# [The problem]
Reproduce each of the lines below character for character, in the same order and with the same line breaks.

# [Dataset extract]
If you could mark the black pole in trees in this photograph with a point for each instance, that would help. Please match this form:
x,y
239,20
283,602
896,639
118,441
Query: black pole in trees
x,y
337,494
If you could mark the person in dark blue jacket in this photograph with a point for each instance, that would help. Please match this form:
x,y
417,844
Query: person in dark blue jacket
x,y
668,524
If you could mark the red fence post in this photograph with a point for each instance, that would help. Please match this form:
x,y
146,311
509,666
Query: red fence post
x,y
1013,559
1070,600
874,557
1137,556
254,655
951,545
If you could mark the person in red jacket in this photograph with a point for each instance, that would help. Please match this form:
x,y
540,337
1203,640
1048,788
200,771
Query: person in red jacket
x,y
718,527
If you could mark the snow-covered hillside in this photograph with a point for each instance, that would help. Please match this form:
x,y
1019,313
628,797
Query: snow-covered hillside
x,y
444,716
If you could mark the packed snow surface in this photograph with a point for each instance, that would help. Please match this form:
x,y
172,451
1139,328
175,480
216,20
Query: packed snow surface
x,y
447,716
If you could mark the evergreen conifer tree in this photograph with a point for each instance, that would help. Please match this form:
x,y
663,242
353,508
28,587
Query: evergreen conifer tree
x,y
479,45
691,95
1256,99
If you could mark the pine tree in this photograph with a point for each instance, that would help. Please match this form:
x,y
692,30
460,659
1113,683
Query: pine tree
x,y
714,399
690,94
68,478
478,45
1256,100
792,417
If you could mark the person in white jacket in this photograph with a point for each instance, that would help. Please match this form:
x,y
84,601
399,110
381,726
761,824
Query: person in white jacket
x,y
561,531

# [Full response]
If you could mark the black pole in trees in this photograph with a point for each instance, that would help. Please match this form:
x,y
239,20
283,602
896,639
118,441
Query: black pole in trees
x,y
337,494
If you could mark the person in dark blue jacket in this photograph with a point for each instance, that would help. Please match this form:
x,y
417,844
Query: person in dark blue jacket
x,y
668,524
If you could mark the red fence post in this photograph with a point for each instance, that would help. Please match this form:
x,y
146,311
509,666
Query: red fence post
x,y
1013,559
1070,600
874,557
1137,556
254,655
951,545
If you could mark the person in red jacket in this photograph with a point for each instance, that would help. Please match this form:
x,y
540,337
1203,640
1048,788
200,771
Query: person in red jacket
x,y
718,527
If you could mark the snow-covered hillside in this photograph with a point for each instance, that would help. Please match this form:
x,y
1019,313
628,797
Query: snow-covered hillside
x,y
444,716
If you could mark the packed snow surface in this photograph with a point for each instance, that would help. Please match this form:
x,y
172,451
1139,328
175,480
216,20
Query: packed snow surface
x,y
447,716
If you could mark the evergreen conifer tree in this photograph with a point for each instance, that would help. Please match this form:
x,y
663,242
353,508
28,587
Query: evergreen conifer tree
x,y
479,45
691,95
1256,99
If you could mark the pine tree in this photograph with a point for each instance, that would help. Please match this form:
x,y
692,30
460,659
1113,683
Query: pine tree
x,y
714,399
690,94
68,478
478,45
1256,100
792,417
If you could mark the person in white jacket in this photograph with a point for each instance, that would help. Please match this form:
x,y
84,601
399,110
381,726
761,824
Query: person in white jacket
x,y
561,531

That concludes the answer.